** Opening Data for the task block **

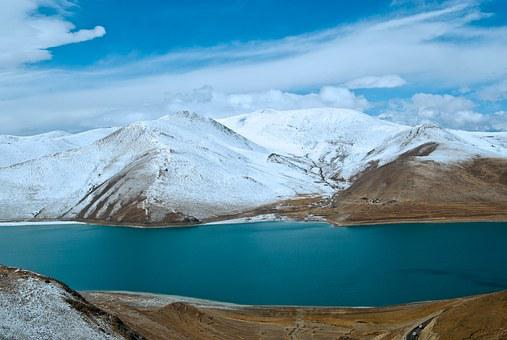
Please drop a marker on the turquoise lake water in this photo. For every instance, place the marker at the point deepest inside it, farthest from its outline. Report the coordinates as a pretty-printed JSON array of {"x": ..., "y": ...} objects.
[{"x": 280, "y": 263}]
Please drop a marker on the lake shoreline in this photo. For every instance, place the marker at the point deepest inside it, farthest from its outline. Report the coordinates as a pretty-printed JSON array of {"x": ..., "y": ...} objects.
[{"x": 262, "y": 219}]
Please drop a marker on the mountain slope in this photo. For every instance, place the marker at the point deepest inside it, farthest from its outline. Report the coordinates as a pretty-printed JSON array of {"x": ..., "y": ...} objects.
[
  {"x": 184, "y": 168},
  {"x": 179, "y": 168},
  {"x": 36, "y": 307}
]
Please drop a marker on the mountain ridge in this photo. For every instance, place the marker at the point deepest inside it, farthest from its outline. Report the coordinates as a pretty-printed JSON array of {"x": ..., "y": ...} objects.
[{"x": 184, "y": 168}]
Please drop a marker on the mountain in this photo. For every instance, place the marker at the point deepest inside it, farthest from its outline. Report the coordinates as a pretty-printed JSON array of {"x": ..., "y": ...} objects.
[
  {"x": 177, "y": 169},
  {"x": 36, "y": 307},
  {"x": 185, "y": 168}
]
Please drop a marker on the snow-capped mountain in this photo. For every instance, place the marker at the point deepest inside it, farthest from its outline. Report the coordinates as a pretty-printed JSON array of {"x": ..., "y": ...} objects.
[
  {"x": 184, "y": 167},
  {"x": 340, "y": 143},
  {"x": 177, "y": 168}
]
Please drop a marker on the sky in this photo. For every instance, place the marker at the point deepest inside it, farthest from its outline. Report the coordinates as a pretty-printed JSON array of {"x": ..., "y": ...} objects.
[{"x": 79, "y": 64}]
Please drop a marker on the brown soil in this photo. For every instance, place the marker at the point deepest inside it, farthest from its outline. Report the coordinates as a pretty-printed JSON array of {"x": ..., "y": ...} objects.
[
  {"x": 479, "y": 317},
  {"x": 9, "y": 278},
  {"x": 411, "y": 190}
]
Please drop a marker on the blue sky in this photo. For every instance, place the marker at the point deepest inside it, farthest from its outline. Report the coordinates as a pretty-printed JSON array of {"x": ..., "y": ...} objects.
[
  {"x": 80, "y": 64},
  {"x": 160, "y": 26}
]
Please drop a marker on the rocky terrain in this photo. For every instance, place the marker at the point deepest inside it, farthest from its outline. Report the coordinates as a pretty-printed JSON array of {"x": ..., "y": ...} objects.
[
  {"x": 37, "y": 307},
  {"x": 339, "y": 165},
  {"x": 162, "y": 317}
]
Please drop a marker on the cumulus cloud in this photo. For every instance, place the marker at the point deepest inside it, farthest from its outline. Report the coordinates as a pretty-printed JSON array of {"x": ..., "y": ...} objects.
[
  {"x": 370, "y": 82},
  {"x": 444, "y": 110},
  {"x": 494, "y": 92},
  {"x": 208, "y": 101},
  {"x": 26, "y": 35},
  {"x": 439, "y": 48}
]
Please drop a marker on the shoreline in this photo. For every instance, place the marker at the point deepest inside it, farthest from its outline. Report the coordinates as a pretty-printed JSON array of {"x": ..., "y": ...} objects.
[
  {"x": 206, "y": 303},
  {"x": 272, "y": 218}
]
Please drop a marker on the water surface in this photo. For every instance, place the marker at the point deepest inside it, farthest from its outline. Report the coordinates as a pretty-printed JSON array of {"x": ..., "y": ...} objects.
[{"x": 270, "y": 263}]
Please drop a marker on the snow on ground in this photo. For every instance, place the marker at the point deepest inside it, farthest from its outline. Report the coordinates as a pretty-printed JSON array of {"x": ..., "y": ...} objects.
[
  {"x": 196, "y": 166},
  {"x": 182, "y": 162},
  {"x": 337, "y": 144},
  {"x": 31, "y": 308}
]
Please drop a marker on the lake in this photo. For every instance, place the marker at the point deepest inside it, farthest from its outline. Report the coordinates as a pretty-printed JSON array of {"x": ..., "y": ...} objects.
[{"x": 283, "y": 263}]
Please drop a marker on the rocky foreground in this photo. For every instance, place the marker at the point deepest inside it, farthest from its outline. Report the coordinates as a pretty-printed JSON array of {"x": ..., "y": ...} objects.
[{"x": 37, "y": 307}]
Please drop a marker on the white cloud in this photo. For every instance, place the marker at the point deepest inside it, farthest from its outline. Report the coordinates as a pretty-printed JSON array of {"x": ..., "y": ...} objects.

** Closing Data for the task block **

Goal of the exercise: Copy the listing above verbatim; the pictures it contains are to stay out.

Solution to this problem:
Please drop a marker on the turquoise lake water in this photo. For every instance, place the marker at the point deepest inside it, farthest from its outline. Report the coordinates as a pretty-printed JSON array of {"x": ..., "y": ...} objects.
[{"x": 280, "y": 263}]
Please drop a marker on the lake shoreline in this photo. For every instance, place the marker at the point deepest inside it, farthest from its outline. Report the coordinates as a pretty-printed JSON array of {"x": ..., "y": ...} objects.
[{"x": 262, "y": 219}]
Please drop a marker on the mountain slope in this photo. For every instance, place the marker at the point deepest inside it, farthest from its outline. Report the coordinates as a pretty-printed JSON array of {"x": ..., "y": ...} objects.
[
  {"x": 184, "y": 168},
  {"x": 179, "y": 168},
  {"x": 36, "y": 307}
]
Please drop a marker on the mountain ridge in this photo. For every instance, place the marker at the point deepest inside it, farthest from its outline. Report the coordinates as a pretty-printed JSON array of {"x": ..., "y": ...} objects.
[{"x": 184, "y": 168}]
Please drop a marker on the mountain in this photo. For every instance, place the marker at the point deepest inside it, farthest from its outline. Report the coordinates as a pretty-printed JSON array of {"x": ..., "y": ...} objects.
[
  {"x": 177, "y": 169},
  {"x": 36, "y": 307},
  {"x": 185, "y": 168}
]
Please drop a marker on the snow-capped mountain in this photo. For every instance, place the marker at the point deepest inside it, farthest from its outline. Report the coordinates as a pretty-printed JSON array of {"x": ..., "y": ...} objects.
[
  {"x": 184, "y": 167},
  {"x": 340, "y": 143},
  {"x": 177, "y": 168}
]
Please drop a marker on the sky in this photo. For every instance, place the marker at the point deepest inside it, farthest from its outline. Report the coordinates as a pretty-printed JSON array of {"x": ..., "y": ...} objects.
[{"x": 79, "y": 64}]
Please drop a marker on the brown soil in this photo. For every instance, place the marker at the point deepest inside it, farthest from its outline. Report the coordinates as a pretty-printed JSON array of {"x": ..., "y": ...} objects.
[
  {"x": 479, "y": 317},
  {"x": 9, "y": 278},
  {"x": 411, "y": 190}
]
Please drop a marker on the blue sky in this photo. For every instance, place the marker at the point deepest inside it, farthest from its outline. Report the coordinates as a pretty-printed JSON array of {"x": ..., "y": ...} objects.
[
  {"x": 80, "y": 64},
  {"x": 160, "y": 26}
]
Please drop a marker on the rocky terrain in this photo. For every instance, place the marker at the point deepest inside it, farthest from its outline. Report the coordinates as a pretty-printed JSON array of {"x": ..., "y": ...} objects.
[
  {"x": 37, "y": 307},
  {"x": 339, "y": 165},
  {"x": 162, "y": 317}
]
Please drop a marker on the cumulus cloud in this photo. For every instance, place the marker at the point deepest inside it, farthest from its outline. Report the coordinates as a pretty-printed JSON array of {"x": ..., "y": ...} objects.
[
  {"x": 370, "y": 82},
  {"x": 444, "y": 110},
  {"x": 494, "y": 92},
  {"x": 208, "y": 101},
  {"x": 26, "y": 35},
  {"x": 439, "y": 48}
]
Please drop a marker on the shoreline in this photo. For every instance, place the marker at the point deepest inside it, farthest from its outline. Report the coordinates as a pretty-printed JSON array of {"x": ..., "y": ...} objects.
[
  {"x": 206, "y": 303},
  {"x": 272, "y": 218}
]
Please drop a marker on the water surface in this photo. For every instance, place the marker at the point deepest inside it, farthest from its outline. Report the coordinates as a pretty-printed JSON array of {"x": ..., "y": ...} objects.
[{"x": 270, "y": 263}]
Please drop a marker on the snow on ground in this photo. For every instance, place the marker at the point deepest inside it, farthest from its outline. Report the coordinates as a pretty-printed JSON array of {"x": ..., "y": ...} objects.
[
  {"x": 196, "y": 166},
  {"x": 182, "y": 162},
  {"x": 337, "y": 144},
  {"x": 31, "y": 308}
]
Please drop a marker on the lake in this photo. For every instance, place the marker at the point deepest inside it, farthest from its outline. Report the coordinates as a pretty-printed JSON array of {"x": ..., "y": ...} objects.
[{"x": 283, "y": 263}]
Please drop a marker on the rocky foreground in this photo. For every instance, place the marker at the point deepest inside it, farthest from its outline. Report the coordinates as a pretty-printed JSON array of {"x": ..., "y": ...} objects.
[{"x": 37, "y": 307}]
Please drop a marker on the white cloud in this photo. For every instance, place the marker at the point deepest inside it, farthest from its outline. Report the coordinates as a pretty-printed JSON array of {"x": ..., "y": ...} objects.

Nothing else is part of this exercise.